**SELECTION:**
** Begin **

I'm not going to write about flowers per se, but instead, the thought that comes to my head when I think of them
I'll spare you the long winded list of everything that I found fabulous about her. Im sure most of us could write an essay on how perfect our Grandmothers are/were. My favourite things about her were her imperfections. I once wrote her a poem about bluebells. She said she liked it but next time I should write one about daffodils, and gave me the first line that should be included. These are the things that make me giggle when I think of her.
I also admired her ability to take shit from nobody. I think she passed that trait on.
When I was 16 she came to stay with us for a while as my Grandad had recently passed. Although they were renowned for their bickering (my Grandad would often stick his tongue out at her behind her back, and I remember an alarming spat over a jam tart once), he was the love of her life.
She had not been staying with us long when I had a dream. I dreamt my Grandad was in a Greenhouse and I asked him what he was doing. He handed me a rose and told me to give the rose to my Nan.
A few days later I went out with my friends for the evening. Before I left, my Nan said I looked Beautiful.
They would be the last words she would ever say to me.
The next day my Mum and I found her in bed. She had passed away through the night. We always say she died of a broken heart.
More recently, my six year old has been questioning death. He has fears that I'm going to "grow old and die" and he'll be left without a Mum. I've tried to reassure him, but every few days I was finding myself having the same conversation and giving the same reassurance. Yes, I will die eventually, but not for a very very long time.
I couldn't seem to reassure him. He needed to hear that I wasn't going to die at all.
So after thinking about my Nan one night, I decided to take a different angle.
I told Oliver the story of my Nan. I explained that sometimes, if a person is really special and they are incredibly loved, they never die. They live forever.
They live in the memories you have of them.
They live in the stories you continue to tell about them.
Their legacy lives on.
I told him that my Nan will never die, because I think about her every day, I talk about her often, even to people who never knew her. I even named his sister after her
Oliver seemed happy with that.
And realistically, I can't tell him when I will die. I can't promise him I'll be around for as long as I'd like to be. No one knows what the future holds, and the hard truth is too much for six year old little shoulders to bare. But what I can tell him is that I hope when I do finally go, I made my mark, and was loved so much that I could never truly die.
And I hope that someone will be reminded of me, when they smell the flowers.
Just like Gwyneth
Wednesday, 4 October 2017
If you get to spend a decent amount of time alone (out of the house) as a couple, your time together is probably simply referred to as just 'going out'.
If, like me, time alone with your partner is rare, you'll be all too familiar with the phrase 'Date Night' which basically means "YESSS! We got rid of the kids for the first time in forever! Let's try and pretend we're young and free again!
If you're a 'Date Night' couple you'll probably be all too familiar with the following seven behaviours.
(A behaviour for each 'Date Night' I've had since my 6 year old was born.....seriously)

** End **

**STATED PROBLEM 1:** Find every line in the rows below that contains the word "hand", and copy each of those lines.

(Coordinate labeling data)
** Begin **

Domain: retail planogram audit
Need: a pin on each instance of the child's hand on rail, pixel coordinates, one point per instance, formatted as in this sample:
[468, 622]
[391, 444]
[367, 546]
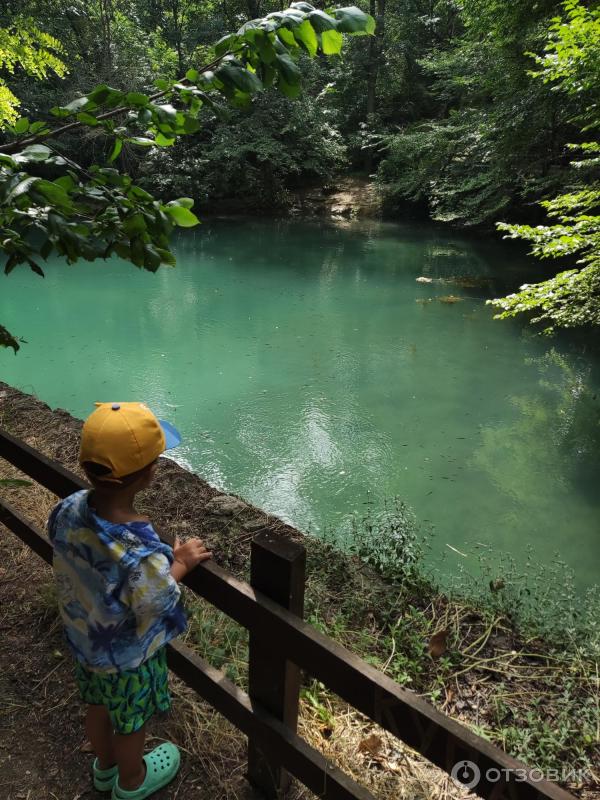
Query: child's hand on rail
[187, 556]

** End **
** Begin **

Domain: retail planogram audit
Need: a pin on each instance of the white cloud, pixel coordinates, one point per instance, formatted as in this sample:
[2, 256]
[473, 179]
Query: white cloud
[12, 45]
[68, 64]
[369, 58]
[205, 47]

** End **

**STATED PROBLEM 2:** Pick up the personal blog post above, which moves from memories of a Nan to 'Date Night', and keep writing it from its last line.

**TASK RESPONSE 1:**
Need: a pin on each instance of the child's hand on rail, pixel coordinates, one point per instance, formatted as in this sample:
Query: child's hand on rail

**TASK RESPONSE 2:**
1. Selfies. If you're on a 'Date Night' and don't take a selfie, are you even a parent? Selfies are the ultimate must for the start of your night. You and your partner must take a picture together in your chosen venue, dressed up to the nines, and then announce on your social media profile 'WE'RE ON A DATE NIGHT!!"
2. You check your phone a few too many times before you've even seen the menu.
"Is the baby still asleep?
"Is everything ok?"
"Has anyone liked my Date Night Selfie?"
3. In between checking your phone for texts off the babysitter, you tag yourself and your partner in the restaurant/pub/cinema you're in and upload another photo of whatever food or drink you're about to consume.
4. You realise that you've completely lost your social skills. You eat too fast, you drink too much, and you kind of can't be arsed making a conversation with each other. You may resentfully mention that you only managed to shave one of your legs prior to date night as you had to get out the bath and settle the baby. Your partner may shrug, wondering if you're going to finish that crusty bread that you've left on your plate.
5. You'll try your absolute hardest NOT to mention the kids, but come on, what else have you got to talk about?
6. You'll finish your meal and realise that actually, you're a bit tired. It's getting a bit late and if you leave it too late you'll be knackered when you're woken at 5am by the kids. You look at your watch. It's 8pm.
7. You speed walk home, excited to get in and put your feet up, and whilst doing so you both discuss at length the estimated time that you actually became sad sacks of shit.
Tuesday, 3 October 2017
When I saw the theme for today was 'Car' I had to fight the urge to hypnotically walk to the kitchen, pour myself a Gin and think, "I'll just fuck this Blogtober off."
I don't drive.
The essence I like to give off is that I'm far too hippyish and at one with the Earth to pollute the environment with car fumes. The reality is, I'm terrified of driving and walk everywhere.
I've tried driving, don't think I haven't! I even still own a provisional license, which I sometimes refer to as 'My Driving Licence" just so I can at least pretend I'm a grown up.
The first time I got behind the wheel I was around 21. My mum had bought L plates and decided she would teach me. Everything was a good ole laugh when we were cruising around on car park, but then for some unfathomable reason she took me on a road and decided to get me to do a three point turn
As a lorry was coming
Ok, it wasn't a lorry. It was more of a big van. But the point is, it was a large moving vehicle, coming towards us as I was positioned sideways in the road.
I did the only thing a sensible person does do in a situation like that. I screamed and jumped out.
That was the end of our lessons.
A couple of years ago I decided I needed to give driving another shot. I was hindering my chances of exploring different avenues in my career, and the trauma from the last incident was now a blurry haze that happened ten years prior.
This time I booked a professional driving instructor.
He was nice enough, but a bit too PC for my liking. It was very obvious that he was cautious about me being a woman and clearly had some sort of paranoia going on that if he said or did something that could be misinterpreted I'd be slapping a sexual harassment charge on him.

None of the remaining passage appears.